━━━━━ Provided records ━━━━━

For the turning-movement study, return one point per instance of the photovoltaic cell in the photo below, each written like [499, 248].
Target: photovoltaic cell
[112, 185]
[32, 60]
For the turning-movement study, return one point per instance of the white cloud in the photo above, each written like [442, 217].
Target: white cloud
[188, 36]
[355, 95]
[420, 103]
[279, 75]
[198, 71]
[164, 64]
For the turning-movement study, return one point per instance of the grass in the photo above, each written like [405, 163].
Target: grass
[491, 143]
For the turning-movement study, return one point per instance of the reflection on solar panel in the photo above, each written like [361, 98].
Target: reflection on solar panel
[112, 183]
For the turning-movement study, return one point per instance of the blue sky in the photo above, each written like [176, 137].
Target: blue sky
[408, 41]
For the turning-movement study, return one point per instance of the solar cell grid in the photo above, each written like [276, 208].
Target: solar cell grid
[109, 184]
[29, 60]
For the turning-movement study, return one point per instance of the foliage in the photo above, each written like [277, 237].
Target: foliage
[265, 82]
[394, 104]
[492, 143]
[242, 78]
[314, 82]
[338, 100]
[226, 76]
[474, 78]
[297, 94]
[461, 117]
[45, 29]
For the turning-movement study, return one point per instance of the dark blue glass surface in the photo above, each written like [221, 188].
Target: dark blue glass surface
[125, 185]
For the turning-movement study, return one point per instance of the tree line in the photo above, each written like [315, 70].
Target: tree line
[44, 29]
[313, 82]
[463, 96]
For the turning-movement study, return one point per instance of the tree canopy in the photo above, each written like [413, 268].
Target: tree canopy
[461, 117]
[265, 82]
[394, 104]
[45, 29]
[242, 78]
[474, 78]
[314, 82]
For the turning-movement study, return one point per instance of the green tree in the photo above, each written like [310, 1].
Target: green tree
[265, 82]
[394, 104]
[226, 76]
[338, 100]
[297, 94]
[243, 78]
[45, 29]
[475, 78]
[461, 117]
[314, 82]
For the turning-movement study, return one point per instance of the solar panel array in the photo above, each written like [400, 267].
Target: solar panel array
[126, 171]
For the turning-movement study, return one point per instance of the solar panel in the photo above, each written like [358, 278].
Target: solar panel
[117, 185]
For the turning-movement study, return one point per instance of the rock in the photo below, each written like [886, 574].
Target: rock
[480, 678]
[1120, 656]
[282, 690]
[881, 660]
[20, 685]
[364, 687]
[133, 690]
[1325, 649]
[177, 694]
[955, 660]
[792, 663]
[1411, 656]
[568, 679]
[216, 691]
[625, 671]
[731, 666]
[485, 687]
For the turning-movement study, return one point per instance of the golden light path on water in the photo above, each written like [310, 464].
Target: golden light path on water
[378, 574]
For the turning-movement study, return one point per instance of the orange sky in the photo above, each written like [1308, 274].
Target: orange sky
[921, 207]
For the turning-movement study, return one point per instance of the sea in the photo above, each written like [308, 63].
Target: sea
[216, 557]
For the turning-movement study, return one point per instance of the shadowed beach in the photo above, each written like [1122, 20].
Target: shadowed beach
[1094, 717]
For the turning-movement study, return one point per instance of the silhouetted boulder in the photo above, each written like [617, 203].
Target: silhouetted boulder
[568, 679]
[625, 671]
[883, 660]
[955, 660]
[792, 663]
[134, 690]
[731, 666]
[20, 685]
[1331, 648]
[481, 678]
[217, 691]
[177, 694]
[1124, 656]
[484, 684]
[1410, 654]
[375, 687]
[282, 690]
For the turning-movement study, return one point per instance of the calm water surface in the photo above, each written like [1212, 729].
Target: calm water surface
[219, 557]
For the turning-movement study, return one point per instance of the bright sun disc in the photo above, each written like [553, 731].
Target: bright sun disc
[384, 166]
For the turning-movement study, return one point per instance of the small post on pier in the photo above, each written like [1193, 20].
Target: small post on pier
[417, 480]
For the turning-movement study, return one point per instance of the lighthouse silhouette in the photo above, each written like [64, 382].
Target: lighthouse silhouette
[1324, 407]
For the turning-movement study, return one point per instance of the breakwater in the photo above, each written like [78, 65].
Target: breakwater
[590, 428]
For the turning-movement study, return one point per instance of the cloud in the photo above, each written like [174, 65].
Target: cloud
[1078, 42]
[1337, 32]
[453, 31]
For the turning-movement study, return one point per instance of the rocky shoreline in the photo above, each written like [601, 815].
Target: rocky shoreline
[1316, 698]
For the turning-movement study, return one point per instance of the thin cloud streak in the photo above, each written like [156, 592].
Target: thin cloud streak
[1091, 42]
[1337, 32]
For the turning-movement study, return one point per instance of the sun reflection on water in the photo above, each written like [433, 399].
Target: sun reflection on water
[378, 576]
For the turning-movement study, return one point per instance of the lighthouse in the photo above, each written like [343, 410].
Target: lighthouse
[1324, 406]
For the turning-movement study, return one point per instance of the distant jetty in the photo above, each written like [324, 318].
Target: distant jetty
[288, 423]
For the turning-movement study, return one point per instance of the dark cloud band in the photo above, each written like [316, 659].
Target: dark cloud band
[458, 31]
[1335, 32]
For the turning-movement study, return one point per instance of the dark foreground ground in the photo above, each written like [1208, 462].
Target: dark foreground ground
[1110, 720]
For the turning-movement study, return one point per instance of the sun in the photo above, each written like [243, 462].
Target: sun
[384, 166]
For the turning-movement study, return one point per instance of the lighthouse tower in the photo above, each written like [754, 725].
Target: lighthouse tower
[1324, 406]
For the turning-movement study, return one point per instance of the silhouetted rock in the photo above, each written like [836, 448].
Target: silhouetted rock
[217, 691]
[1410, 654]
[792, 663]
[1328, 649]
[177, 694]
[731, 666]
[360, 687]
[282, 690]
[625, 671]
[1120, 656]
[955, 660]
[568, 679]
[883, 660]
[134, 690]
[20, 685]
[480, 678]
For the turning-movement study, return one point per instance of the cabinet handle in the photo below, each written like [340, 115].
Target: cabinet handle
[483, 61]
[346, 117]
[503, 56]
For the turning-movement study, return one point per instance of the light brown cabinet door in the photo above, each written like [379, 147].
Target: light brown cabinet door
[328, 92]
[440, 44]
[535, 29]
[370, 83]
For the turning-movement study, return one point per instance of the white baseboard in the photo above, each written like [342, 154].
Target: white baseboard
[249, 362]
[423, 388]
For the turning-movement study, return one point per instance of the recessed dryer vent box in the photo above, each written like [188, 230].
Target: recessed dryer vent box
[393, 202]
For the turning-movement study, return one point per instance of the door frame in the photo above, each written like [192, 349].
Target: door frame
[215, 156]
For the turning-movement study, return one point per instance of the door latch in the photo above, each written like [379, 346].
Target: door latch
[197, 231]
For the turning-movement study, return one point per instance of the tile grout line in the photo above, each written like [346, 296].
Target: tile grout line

━━━━━

§ **Exercise brief**:
Rewrite the rows from the one containing "like [346, 296]." through the last row, both ends included, with "tile grout line" changed to "grout joint" and nothing else altered.

§ **Response below**:
For the turning-movement study, return one point per instance of the grout joint in the photo above, each written like [346, 296].
Target: grout joint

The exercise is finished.